Brian Adam Burg (born February 4, 1980) is an American basketball coach who most recently served as head coach of the Georgia Southern Eagles men's basketball team.

Early life and education
Burg is a native of Katy, Texas and is the son of Jim Burg. He played basketball at Cisco College before transferring to Mount Mercy University. When he was in college, Burg wrote letters to Bob Knight to try to find a coaching job. Burg graduated from Mount Mercy in 2003. He earned his master's degree from Lake Erie College in 2005.

Coaching career
Burg began his coaching career as a graduate assistant at Lake Erie College from 2003 to 2005. He was an assistant coach at Garden City Community College from 2005 to 2006 and at Western Texas College from 2006 to 2007. Between 2007 and 2009 Burg served as the Director of Basketball Operations under Kermit Davis at Middle Tennessee State and was responsible for overseeing student-athlete academics, video editing and community. In 2009, Burg became an assistant coach at Campbell. He helped the team win the 2010 Atlantic Sun Conference regular season title and was the lead recruiter for Eric Griffin, the program's first NBA player. Burg served as an assistant at North Carolina Central from 2013 to 2015 and helped the team go to the 2014 NCAA Tournament and 2015 NIT. In 2015, Burg joined Little Rock as an assistant under Chris Beard and helped the team finish 30-5 and win a game in the NCAA Tournament. Burg followed Beard to Texas Tech in 2016 where he became the chief of staff. Burg became an assistant at Texas Tech in 2018 and led the team to the 2019 NCAA Tournament Championship Game.

Given request 1 >> Reproduce the Brian Burg biography above word for word, in full.

Task inputs >>
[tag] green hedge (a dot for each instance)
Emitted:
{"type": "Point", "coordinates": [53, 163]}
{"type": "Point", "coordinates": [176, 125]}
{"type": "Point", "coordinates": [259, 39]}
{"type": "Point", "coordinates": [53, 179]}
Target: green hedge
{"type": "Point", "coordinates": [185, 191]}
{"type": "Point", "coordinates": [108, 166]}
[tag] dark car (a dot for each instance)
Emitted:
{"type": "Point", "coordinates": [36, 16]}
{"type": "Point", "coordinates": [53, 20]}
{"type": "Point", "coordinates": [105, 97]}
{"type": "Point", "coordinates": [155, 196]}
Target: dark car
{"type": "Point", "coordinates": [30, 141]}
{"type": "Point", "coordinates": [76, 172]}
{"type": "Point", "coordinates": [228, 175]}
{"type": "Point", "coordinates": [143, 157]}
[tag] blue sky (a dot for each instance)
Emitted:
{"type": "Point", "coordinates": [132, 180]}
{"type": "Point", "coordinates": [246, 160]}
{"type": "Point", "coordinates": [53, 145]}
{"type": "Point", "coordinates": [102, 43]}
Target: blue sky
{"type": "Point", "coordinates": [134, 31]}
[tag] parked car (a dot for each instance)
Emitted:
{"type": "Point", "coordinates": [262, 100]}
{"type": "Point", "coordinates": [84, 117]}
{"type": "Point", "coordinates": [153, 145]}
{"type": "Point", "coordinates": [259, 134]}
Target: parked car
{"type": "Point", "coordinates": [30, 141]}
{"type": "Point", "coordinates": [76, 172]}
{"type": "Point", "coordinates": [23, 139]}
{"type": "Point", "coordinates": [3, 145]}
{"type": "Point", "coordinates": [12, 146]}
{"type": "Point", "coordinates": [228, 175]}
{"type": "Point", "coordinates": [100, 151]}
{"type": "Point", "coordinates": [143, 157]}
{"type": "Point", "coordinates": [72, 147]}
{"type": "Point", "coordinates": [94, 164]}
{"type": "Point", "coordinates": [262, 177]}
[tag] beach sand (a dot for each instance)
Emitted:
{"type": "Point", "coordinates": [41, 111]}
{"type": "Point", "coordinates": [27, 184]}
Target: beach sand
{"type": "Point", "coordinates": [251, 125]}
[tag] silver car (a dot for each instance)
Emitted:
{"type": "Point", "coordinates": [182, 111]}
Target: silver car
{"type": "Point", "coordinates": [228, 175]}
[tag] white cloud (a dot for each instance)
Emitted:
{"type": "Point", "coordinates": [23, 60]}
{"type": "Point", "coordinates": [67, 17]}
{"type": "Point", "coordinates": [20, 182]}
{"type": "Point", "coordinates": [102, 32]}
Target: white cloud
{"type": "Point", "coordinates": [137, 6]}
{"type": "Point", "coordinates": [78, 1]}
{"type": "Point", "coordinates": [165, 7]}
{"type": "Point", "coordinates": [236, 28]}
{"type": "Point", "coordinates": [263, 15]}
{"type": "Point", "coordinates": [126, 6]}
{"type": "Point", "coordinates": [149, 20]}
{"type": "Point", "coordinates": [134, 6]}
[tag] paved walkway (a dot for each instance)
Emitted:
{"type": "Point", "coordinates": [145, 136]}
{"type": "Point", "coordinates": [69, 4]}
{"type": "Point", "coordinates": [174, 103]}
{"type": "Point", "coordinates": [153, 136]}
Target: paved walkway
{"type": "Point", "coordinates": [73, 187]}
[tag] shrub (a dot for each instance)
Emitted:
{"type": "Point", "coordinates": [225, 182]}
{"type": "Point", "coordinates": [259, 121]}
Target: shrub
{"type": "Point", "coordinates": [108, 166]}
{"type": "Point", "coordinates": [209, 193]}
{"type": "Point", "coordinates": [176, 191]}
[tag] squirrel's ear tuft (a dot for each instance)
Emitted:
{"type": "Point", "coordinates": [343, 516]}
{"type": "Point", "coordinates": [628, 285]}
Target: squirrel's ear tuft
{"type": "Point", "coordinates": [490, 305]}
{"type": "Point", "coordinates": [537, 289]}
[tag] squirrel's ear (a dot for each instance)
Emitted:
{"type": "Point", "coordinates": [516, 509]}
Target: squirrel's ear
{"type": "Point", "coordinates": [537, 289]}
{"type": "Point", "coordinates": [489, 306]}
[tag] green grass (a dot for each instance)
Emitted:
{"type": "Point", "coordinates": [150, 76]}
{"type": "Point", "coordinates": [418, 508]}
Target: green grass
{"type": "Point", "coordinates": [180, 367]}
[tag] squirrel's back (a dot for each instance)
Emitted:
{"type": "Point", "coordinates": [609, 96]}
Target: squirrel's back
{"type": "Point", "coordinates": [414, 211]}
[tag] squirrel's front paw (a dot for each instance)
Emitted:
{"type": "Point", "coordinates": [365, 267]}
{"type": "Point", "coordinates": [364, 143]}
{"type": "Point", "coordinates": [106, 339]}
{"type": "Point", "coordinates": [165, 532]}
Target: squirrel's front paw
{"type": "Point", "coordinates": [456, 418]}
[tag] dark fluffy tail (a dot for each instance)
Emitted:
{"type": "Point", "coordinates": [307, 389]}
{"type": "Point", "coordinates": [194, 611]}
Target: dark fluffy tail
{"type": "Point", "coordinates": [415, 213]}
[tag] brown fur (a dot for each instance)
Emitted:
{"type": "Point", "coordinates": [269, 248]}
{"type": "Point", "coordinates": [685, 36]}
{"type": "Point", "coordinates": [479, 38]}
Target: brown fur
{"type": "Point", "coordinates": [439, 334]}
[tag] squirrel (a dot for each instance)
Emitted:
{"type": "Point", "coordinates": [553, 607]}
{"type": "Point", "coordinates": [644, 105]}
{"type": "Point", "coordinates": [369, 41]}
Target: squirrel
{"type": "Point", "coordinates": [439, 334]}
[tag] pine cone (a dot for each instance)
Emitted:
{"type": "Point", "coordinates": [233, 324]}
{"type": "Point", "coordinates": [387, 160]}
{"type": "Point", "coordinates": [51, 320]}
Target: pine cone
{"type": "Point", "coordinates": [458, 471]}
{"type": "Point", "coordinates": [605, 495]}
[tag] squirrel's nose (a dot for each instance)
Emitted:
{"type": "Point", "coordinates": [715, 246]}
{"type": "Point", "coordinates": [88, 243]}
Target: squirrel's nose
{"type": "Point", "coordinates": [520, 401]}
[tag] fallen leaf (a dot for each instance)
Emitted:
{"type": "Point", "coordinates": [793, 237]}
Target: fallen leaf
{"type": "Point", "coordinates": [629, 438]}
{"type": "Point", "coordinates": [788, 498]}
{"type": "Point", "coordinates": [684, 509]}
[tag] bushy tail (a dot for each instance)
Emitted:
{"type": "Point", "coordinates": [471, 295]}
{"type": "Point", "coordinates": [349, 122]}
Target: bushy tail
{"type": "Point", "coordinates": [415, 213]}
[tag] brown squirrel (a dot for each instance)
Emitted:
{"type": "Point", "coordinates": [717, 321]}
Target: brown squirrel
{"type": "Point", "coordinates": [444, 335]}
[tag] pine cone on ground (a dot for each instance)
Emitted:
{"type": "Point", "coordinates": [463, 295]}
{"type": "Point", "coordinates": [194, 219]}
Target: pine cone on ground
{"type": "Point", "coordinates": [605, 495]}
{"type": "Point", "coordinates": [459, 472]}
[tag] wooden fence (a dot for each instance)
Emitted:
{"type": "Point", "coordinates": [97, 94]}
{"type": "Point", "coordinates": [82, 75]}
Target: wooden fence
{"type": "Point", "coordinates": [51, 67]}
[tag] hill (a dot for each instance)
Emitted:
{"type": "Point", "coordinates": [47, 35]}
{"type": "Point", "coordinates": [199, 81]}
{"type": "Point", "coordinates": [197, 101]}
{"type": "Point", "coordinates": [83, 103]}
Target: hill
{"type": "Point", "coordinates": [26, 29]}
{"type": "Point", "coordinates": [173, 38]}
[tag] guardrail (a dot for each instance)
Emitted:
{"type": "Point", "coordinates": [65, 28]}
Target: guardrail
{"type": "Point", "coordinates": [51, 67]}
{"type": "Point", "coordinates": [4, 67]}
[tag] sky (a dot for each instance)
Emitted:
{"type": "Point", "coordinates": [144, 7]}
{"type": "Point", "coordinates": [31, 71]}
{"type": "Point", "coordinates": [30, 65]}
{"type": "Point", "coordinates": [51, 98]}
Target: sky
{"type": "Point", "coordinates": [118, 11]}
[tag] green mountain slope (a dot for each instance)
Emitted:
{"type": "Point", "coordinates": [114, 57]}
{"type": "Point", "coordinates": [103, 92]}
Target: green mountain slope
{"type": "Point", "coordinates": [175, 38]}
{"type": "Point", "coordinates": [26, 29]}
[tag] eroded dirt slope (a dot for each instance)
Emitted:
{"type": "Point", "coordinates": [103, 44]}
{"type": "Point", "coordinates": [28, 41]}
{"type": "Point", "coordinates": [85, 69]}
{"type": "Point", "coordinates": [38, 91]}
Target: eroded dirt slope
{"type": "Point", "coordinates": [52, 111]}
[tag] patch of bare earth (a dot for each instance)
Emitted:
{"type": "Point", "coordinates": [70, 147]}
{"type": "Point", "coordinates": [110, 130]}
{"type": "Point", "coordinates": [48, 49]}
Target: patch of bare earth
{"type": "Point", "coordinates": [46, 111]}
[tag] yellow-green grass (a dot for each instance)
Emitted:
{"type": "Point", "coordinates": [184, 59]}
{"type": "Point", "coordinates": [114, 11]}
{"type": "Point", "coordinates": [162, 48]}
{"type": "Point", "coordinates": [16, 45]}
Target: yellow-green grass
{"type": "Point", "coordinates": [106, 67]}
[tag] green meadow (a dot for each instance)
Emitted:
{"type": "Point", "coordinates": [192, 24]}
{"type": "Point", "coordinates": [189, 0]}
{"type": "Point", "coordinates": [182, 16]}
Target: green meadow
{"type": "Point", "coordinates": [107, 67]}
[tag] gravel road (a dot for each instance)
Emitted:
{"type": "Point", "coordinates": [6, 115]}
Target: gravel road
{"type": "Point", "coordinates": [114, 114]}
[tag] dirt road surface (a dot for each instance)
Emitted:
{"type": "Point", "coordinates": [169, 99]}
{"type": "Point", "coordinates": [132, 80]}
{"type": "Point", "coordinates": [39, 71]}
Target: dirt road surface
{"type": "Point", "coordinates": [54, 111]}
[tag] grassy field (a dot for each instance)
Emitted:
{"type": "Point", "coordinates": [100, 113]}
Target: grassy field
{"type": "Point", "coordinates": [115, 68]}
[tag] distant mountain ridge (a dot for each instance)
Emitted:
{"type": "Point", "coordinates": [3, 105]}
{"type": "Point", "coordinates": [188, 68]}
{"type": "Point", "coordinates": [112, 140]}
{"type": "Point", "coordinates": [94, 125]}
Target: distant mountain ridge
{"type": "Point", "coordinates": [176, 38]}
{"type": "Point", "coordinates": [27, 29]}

Given request 2 >> Pull out every line from the entries above that contains the word "wooden".

Written solution 1 >>
Brian Adam Burg (born February 4, 1980) is an American basketball coach who most recently served as head coach of the Georgia Southern Eagles men's basketball team.

Early life and education
Burg is a native of Katy, Texas and is the son of Jim Burg. He played basketball at Cisco College before transferring to Mount Mercy University. When he was in college, Burg wrote letters to Bob Knight to try to find a coaching job. Burg graduated from Mount Mercy in 2003. He earned his master's degree from Lake Erie College in 2005.

Coaching career
Burg began his coaching career as a graduate assistant at Lake Erie College from 2003 to 2005. He was an assistant coach at Garden City Community College from 2005 to 2006 and at Western Texas College from 2006 to 2007. Between 2007 and 2009 Burg served as the Director of Basketball Operations under Kermit Davis at Middle Tennessee State and was responsible for overseeing student-athlete academics, video editing and community. In 2009, Burg became an assistant coach at Campbell. He helped the team win the 2010 Atlantic Sun Conference regular season title and was the lead recruiter for Eric Griffin, the program's first NBA player. Burg served as an assistant at North Carolina Central from 2013 to 2015 and helped the team go to the 2014 NCAA Tournament and 2015 NIT. In 2015, Burg joined Little Rock as an assistant under Chris Beard and helped the team finish 30-5 and win a game in the NCAA Tournament. Burg followed Beard to Texas Tech in 2016 where he became the chief of staff. Burg became an assistant at Texas Tech in 2018 and led the team to the 2019 NCAA Tournament Championship Game.

Written solution 2 >>
[tag] wooden fence (a dot for each instance)
Target: wooden fence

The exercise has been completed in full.